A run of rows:
§

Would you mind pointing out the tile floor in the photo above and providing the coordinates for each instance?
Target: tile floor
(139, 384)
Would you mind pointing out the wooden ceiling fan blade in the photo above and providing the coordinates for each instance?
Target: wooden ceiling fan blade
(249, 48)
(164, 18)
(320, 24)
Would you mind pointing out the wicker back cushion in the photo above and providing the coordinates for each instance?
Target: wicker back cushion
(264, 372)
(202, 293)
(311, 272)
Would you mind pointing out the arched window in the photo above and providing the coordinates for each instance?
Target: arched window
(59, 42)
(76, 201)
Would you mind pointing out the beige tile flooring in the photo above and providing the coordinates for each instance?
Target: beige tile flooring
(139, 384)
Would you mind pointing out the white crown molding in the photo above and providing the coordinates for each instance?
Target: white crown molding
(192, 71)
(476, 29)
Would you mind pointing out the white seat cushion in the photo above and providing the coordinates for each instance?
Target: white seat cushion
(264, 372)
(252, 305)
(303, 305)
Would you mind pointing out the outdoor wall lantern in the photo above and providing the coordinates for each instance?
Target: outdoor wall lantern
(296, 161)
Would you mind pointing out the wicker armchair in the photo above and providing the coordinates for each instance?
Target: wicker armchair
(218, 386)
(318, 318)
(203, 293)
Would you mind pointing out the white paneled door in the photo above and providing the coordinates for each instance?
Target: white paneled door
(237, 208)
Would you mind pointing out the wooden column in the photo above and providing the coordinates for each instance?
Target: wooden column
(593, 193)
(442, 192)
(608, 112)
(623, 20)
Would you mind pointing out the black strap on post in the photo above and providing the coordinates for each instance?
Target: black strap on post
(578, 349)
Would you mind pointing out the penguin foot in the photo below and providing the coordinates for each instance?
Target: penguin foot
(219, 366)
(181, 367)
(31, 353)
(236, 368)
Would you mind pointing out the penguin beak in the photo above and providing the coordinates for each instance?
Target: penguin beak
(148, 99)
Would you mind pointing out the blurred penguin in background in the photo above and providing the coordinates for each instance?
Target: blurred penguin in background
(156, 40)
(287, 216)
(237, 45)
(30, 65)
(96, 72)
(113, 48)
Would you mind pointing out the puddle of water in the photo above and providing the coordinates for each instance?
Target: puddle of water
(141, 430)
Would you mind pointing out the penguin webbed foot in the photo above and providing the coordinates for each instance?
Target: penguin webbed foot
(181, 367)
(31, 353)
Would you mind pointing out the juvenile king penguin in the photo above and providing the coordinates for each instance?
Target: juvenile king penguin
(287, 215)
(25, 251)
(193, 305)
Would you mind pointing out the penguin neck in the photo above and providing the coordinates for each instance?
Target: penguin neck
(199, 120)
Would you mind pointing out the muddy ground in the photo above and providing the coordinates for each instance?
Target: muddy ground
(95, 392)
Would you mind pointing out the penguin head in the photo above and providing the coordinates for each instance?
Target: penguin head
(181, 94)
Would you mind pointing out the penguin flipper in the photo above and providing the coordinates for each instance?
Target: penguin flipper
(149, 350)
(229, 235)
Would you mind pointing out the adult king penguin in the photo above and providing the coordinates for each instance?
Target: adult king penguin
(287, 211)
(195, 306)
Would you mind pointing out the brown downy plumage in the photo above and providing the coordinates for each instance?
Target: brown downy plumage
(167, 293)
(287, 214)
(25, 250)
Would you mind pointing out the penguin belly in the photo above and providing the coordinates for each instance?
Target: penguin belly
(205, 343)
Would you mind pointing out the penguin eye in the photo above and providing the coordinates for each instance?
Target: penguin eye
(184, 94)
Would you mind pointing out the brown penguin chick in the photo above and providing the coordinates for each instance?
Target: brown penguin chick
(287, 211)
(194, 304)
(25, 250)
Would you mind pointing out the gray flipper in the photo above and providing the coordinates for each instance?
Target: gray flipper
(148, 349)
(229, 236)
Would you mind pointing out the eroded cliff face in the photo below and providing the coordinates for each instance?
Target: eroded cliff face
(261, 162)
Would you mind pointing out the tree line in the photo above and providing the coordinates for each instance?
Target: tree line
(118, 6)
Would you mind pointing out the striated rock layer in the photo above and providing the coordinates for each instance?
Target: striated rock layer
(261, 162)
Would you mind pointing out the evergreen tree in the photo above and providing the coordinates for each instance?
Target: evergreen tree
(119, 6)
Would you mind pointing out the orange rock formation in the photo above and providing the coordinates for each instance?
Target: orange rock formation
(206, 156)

§

Request: Can you reproduce the stretch from the line containing "Would you mind pointing out the orange" through the end of the rows, swapping "orange" for "rust-colored" and keeping everything else as it is?

Result for this task:
Would you mind pointing out the rust-colored rock formation in the photo above and providing the coordinates for each instance?
Target: rust-colored rock formation
(206, 156)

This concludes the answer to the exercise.